What WPA suite for your secured Wifi?

In this article we will discuss the use of WPA in a secured wifi context.

A little introduction

WPA stands for Wifi Portected Access. By protected access, the protocol define the way by which your device will authenticate to the wifi access point to be allowed to associate with this access point and futher, access to network resources that are behind this access point : wired network, lan, wan, datacenter, etc.

Let’s deep dive

No more WEP let’s move to WPA1

WEP stands for wired equivalent privacy and technically it means that the payload is encrypted following the RC4 algorithm. the receiver will de encrypt the packet for furter processing using the shared key and the initialization vector.

Here WPA1 enters into play, it enchances the previous procedure by using dynamic keys (TKIP) versus static keys (shared keys), and by including some message integrity check (or MIC). The MIC enhances the CRC checks already done by the WEP.

WPA1 is step towards WPA2

First of all WPA2 implements the mandatory elements of the IEEE 802.11i standard to achieve the CIA requirements: confidentiality, integrity and authentication. The network access in the new scheme is a multi-step process that can summarized as: fist secure the communication channel for key exchange, and after that, encrypt and send the data over.

First of all, the device associate to the access point. Then, it goes through a 4-way handshake (the AP sends an random number or ANonce, the client its SNonce, the AP calculate the PTK and encrypt, the client decrypt with the PTK and confirms successful auth.) to ensure both the device and the AP have the same pre-shard key (PSK) that is not transmitted over the air, instead a pairwise transient key (PTK or GTK if broadcat traffic) is generated and used for this purpose.

Second, after the securing the communication for key exchange, the procedure includes the use of AES/CCMP an advanced encryption standard using the counter-mode/cbc-mac protocol to ensure robust encryption and data integrity using different initialization vectors.

Raw records:

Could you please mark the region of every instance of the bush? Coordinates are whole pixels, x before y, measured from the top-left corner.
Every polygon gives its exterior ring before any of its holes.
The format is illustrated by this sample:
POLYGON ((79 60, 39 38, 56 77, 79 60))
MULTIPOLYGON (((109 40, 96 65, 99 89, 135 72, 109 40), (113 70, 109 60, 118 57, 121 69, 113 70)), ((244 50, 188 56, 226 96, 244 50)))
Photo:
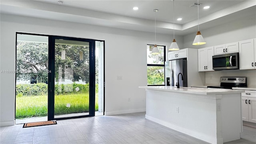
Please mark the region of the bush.
MULTIPOLYGON (((95 111, 98 110, 98 95, 96 96, 95 111)), ((89 112, 88 94, 56 96, 54 114, 89 112), (67 103, 70 104, 66 107, 67 103)), ((23 96, 16 99, 16 118, 47 116, 47 96, 23 96)))
POLYGON ((33 96, 47 94, 47 84, 40 83, 36 84, 19 84, 16 85, 16 95, 20 96, 33 96))
MULTIPOLYGON (((54 93, 55 95, 81 94, 89 92, 89 84, 55 84, 54 93), (78 88, 79 90, 76 89, 78 88)), ((95 92, 98 91, 98 84, 95 86, 95 92)), ((36 96, 47 95, 48 92, 47 84, 39 83, 36 84, 19 84, 16 85, 16 95, 17 97, 22 96, 36 96)))

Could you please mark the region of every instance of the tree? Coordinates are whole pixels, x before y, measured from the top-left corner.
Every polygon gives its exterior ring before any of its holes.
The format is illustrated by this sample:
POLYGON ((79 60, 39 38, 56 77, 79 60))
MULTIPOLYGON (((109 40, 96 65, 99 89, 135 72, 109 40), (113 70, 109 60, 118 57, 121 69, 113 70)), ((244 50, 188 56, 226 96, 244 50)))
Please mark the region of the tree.
MULTIPOLYGON (((83 46, 56 44, 55 48, 56 80, 58 80, 60 77, 70 79, 73 82, 81 80, 88 83, 89 51, 88 47, 83 46), (65 59, 62 59, 62 52, 64 51, 66 52, 65 59), (80 54, 81 52, 83 53, 83 56, 80 59, 80 54)), ((45 82, 48 80, 48 72, 51 72, 48 70, 48 44, 18 42, 16 58, 18 78, 30 80, 32 78, 36 78, 38 82, 45 82)))
POLYGON ((18 42, 16 66, 18 79, 36 78, 38 82, 45 82, 48 76, 48 44, 18 42))

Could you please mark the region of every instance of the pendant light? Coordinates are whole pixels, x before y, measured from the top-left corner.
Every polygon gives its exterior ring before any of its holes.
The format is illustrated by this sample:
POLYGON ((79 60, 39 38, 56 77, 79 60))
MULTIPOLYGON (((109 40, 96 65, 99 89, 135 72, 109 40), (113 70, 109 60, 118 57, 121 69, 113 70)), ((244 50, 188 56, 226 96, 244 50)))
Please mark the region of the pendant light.
POLYGON ((174 38, 174 0, 173 0, 173 40, 170 46, 169 50, 179 50, 180 48, 176 42, 175 38, 174 38))
POLYGON ((199 31, 199 0, 197 0, 197 14, 198 14, 198 30, 196 33, 196 35, 195 38, 195 39, 193 42, 193 45, 199 45, 206 44, 206 43, 204 41, 204 38, 201 34, 201 32, 199 31))
MULTIPOLYGON (((158 10, 157 9, 155 9, 153 10, 154 12, 155 12, 155 44, 156 43, 156 12, 158 11, 158 10)), ((156 44, 155 44, 155 45, 154 46, 154 48, 153 48, 153 50, 152 50, 152 52, 151 52, 151 54, 160 54, 160 52, 159 52, 159 50, 158 50, 158 48, 157 48, 157 46, 156 45, 156 44)))

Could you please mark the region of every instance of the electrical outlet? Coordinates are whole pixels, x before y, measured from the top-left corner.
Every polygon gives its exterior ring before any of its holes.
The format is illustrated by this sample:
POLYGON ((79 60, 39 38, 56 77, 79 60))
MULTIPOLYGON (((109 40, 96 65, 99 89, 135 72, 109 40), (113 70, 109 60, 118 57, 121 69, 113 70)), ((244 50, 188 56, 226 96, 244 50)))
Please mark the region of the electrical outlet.
POLYGON ((176 112, 179 113, 179 107, 176 106, 176 112))
POLYGON ((123 78, 121 76, 116 76, 116 79, 117 80, 122 80, 123 79, 123 78))
POLYGON ((221 106, 220 104, 217 104, 217 110, 220 111, 221 110, 221 106))
POLYGON ((212 76, 211 76, 210 77, 210 80, 212 80, 212 76))

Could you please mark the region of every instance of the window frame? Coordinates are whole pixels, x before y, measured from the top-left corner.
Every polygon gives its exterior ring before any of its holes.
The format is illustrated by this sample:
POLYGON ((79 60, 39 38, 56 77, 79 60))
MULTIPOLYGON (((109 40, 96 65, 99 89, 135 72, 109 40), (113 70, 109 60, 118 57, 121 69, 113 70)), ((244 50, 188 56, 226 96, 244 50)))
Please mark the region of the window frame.
MULTIPOLYGON (((148 46, 154 46, 154 44, 147 44, 147 47, 148 46)), ((165 61, 166 61, 166 46, 163 46, 163 45, 157 45, 157 46, 162 46, 164 47, 164 64, 148 64, 148 62, 147 61, 147 68, 148 68, 148 66, 163 66, 164 67, 164 84, 154 84, 154 85, 148 85, 148 86, 165 86, 165 61)), ((147 61, 148 60, 148 56, 147 56, 147 61)), ((147 72, 147 75, 148 73, 147 72)), ((147 78, 147 84, 148 84, 148 78, 147 78)))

Exercise: Reproduce word for word the portion of the WPA article that starts with "Here WPA1 enters" and goes on through "by the WEP.".

Answer to the task:
Here WPA1 enters into play, it enchances the previous procedure by using dynamic keys (TKIP) versus static keys (shared keys), and by including some message integrity check (or MIC). The MIC enhances the CRC checks already done by the WEP.